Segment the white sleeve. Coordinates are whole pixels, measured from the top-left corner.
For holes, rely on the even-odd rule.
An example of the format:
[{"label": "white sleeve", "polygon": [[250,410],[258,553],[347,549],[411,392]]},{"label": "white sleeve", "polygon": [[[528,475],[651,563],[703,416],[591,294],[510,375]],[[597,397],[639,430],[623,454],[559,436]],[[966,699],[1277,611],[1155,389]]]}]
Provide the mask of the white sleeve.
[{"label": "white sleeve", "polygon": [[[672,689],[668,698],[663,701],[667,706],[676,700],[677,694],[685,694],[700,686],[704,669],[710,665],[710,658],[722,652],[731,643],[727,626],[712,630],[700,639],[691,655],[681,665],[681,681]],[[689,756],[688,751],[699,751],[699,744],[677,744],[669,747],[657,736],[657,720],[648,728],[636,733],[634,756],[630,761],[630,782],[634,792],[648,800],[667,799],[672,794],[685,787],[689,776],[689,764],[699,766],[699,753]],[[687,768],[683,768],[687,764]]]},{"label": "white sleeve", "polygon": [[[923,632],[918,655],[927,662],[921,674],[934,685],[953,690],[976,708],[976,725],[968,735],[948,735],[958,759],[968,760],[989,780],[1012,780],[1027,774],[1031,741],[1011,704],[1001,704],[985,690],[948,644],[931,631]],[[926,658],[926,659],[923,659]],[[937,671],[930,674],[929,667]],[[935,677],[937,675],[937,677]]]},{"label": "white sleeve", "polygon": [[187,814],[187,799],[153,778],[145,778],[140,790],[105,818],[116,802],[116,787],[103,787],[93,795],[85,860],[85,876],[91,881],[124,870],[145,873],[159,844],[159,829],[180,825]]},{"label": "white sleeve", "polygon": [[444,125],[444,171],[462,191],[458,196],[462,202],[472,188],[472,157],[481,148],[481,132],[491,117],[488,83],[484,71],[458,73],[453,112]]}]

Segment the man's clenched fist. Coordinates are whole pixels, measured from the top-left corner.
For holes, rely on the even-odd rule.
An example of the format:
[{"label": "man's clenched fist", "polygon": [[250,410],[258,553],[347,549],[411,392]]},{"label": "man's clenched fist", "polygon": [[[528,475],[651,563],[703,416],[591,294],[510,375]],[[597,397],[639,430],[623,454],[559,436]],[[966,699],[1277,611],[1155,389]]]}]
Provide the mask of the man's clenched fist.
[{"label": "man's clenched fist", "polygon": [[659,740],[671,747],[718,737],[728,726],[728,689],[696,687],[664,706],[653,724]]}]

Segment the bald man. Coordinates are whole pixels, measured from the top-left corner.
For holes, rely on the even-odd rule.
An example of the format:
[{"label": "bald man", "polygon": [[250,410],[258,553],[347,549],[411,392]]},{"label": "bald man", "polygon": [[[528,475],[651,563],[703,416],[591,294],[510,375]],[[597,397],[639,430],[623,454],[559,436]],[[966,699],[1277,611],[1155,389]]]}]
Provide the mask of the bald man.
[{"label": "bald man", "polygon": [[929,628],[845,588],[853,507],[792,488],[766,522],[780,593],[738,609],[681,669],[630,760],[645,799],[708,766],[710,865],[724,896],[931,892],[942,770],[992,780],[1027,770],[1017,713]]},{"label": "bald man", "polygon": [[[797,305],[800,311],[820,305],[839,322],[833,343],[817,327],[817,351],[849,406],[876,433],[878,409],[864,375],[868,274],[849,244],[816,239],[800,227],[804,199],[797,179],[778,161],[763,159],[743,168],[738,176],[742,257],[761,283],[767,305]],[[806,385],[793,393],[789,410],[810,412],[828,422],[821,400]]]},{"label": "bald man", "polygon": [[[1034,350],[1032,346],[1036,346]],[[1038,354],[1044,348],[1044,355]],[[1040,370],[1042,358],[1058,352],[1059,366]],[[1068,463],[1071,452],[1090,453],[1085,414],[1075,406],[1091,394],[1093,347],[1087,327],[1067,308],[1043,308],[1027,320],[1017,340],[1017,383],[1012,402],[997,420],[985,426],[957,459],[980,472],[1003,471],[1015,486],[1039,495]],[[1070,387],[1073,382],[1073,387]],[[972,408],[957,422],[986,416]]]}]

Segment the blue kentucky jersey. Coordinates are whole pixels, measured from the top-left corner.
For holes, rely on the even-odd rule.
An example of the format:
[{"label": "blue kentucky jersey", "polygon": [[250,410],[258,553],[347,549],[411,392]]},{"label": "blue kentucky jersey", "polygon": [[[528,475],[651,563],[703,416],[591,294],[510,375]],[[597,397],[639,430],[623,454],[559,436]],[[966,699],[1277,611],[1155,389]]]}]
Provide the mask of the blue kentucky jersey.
┄┄┄┄┄┄┄┄┄┄┄┄┄┄┄┄┄┄┄┄
== Challenge ==
Write out all the entries again, replacing "top-left corner" with "upper-left corner" throughout and leaving everything else unchanged.

== Exercise answer ==
Segment the white sleeve. Coordinates are whole pixels, measured from the upper-left corner.
For holes, rely on the even-odd rule.
An example of the format:
[{"label": "white sleeve", "polygon": [[250,410],[258,553],[347,549],[411,392]]},{"label": "white sleeve", "polygon": [[[528,475],[651,563],[703,416],[591,294],[510,375]],[[597,397],[639,430],[623,454],[559,436]],[[966,699],[1277,611],[1155,389]]]}]
Provide the mask of the white sleeve.
[{"label": "white sleeve", "polygon": [[[672,689],[668,698],[663,701],[667,706],[676,700],[677,694],[685,694],[700,686],[704,669],[710,665],[710,658],[722,652],[731,643],[727,626],[712,630],[700,639],[691,655],[681,665],[681,681]],[[689,756],[688,751],[699,751],[699,744],[677,744],[669,747],[657,736],[657,720],[648,728],[636,733],[634,756],[630,761],[630,782],[634,792],[648,800],[667,799],[672,794],[685,787],[689,776],[689,764],[699,766],[699,753]],[[687,768],[683,768],[687,764]]]},{"label": "white sleeve", "polygon": [[[923,632],[918,655],[927,662],[921,674],[934,685],[953,690],[976,708],[976,725],[968,735],[948,735],[958,759],[968,760],[989,780],[1012,780],[1027,774],[1031,741],[1011,704],[1001,704],[985,690],[948,644],[931,631]],[[926,658],[926,659],[923,659]],[[937,671],[930,674],[929,667]],[[935,677],[937,675],[937,677]]]},{"label": "white sleeve", "polygon": [[187,814],[187,799],[153,778],[145,778],[140,790],[105,818],[116,802],[116,787],[103,787],[93,795],[85,860],[85,876],[91,881],[124,870],[145,873],[159,844],[159,829],[180,825]]},{"label": "white sleeve", "polygon": [[444,125],[444,171],[462,191],[458,196],[462,202],[472,188],[472,157],[481,148],[481,132],[491,117],[488,83],[484,71],[458,73],[453,112]]}]

Segment the man's clenched fist. Coordinates are whole pixels, measured from the upper-left corner.
For holes, rely on the even-odd rule.
An example of the format:
[{"label": "man's clenched fist", "polygon": [[250,410],[258,553],[347,549],[411,392]]},{"label": "man's clenched fist", "polygon": [[[528,475],[651,563],[703,416],[591,294],[510,375]],[[597,397],[639,430],[623,454],[559,436]],[[966,699],[1277,611],[1155,389]]]}]
Provide the mask of the man's clenched fist.
[{"label": "man's clenched fist", "polygon": [[659,740],[671,747],[718,737],[728,726],[728,689],[696,687],[664,706],[653,724]]}]

Segment the bald man. Coordinates are whole pixels, measured from the upper-left corner.
For holes, rely on the even-odd rule.
An example of the format:
[{"label": "bald man", "polygon": [[250,410],[258,553],[347,549],[411,392]]},{"label": "bald man", "polygon": [[[528,475],[651,563],[703,416],[591,294],[510,375]],[[597,397],[639,430],[623,454],[559,436]],[[966,699],[1277,611],[1155,389]]]}]
Provide the mask of the bald man.
[{"label": "bald man", "polygon": [[929,628],[845,588],[853,507],[792,488],[766,522],[780,593],[738,609],[681,669],[630,760],[645,799],[708,766],[710,865],[724,896],[931,892],[942,770],[992,780],[1027,770],[1017,713]]},{"label": "bald man", "polygon": [[[797,305],[800,311],[820,305],[839,322],[833,343],[817,327],[817,351],[849,406],[876,433],[878,409],[864,375],[868,274],[849,244],[816,239],[800,227],[804,199],[797,179],[778,161],[763,159],[743,168],[738,176],[742,257],[761,283],[767,305]],[[806,385],[793,393],[789,410],[810,412],[828,422],[821,400]]]},{"label": "bald man", "polygon": [[[1034,350],[1032,346],[1036,346]],[[1038,354],[1044,348],[1044,355]],[[1040,370],[1042,358],[1058,352],[1059,366]],[[1068,463],[1071,452],[1090,453],[1085,414],[1075,406],[1091,394],[1093,347],[1087,327],[1067,308],[1043,308],[1027,320],[1017,340],[1017,383],[1012,402],[997,420],[985,426],[957,459],[980,472],[1003,471],[1015,486],[1039,495]],[[1070,387],[1073,382],[1073,387]],[[972,408],[957,422],[986,416]]]}]

Segment the blue kentucky jersey. Coordinates are whole pixels, measured from the upper-left corner.
For holes, rely on the even-odd rule.
An example of the format:
[{"label": "blue kentucky jersey", "polygon": [[250,410],[258,553],[347,549],[411,392]]},{"label": "blue kentucky jersey", "polygon": [[[528,475],[651,563],[703,416],[591,294],[510,375]],[[597,397],[639,430],[623,454],[559,436]],[[966,699],[1277,611],[1155,389]]]}]
Provide the mask of the blue kentucky jersey.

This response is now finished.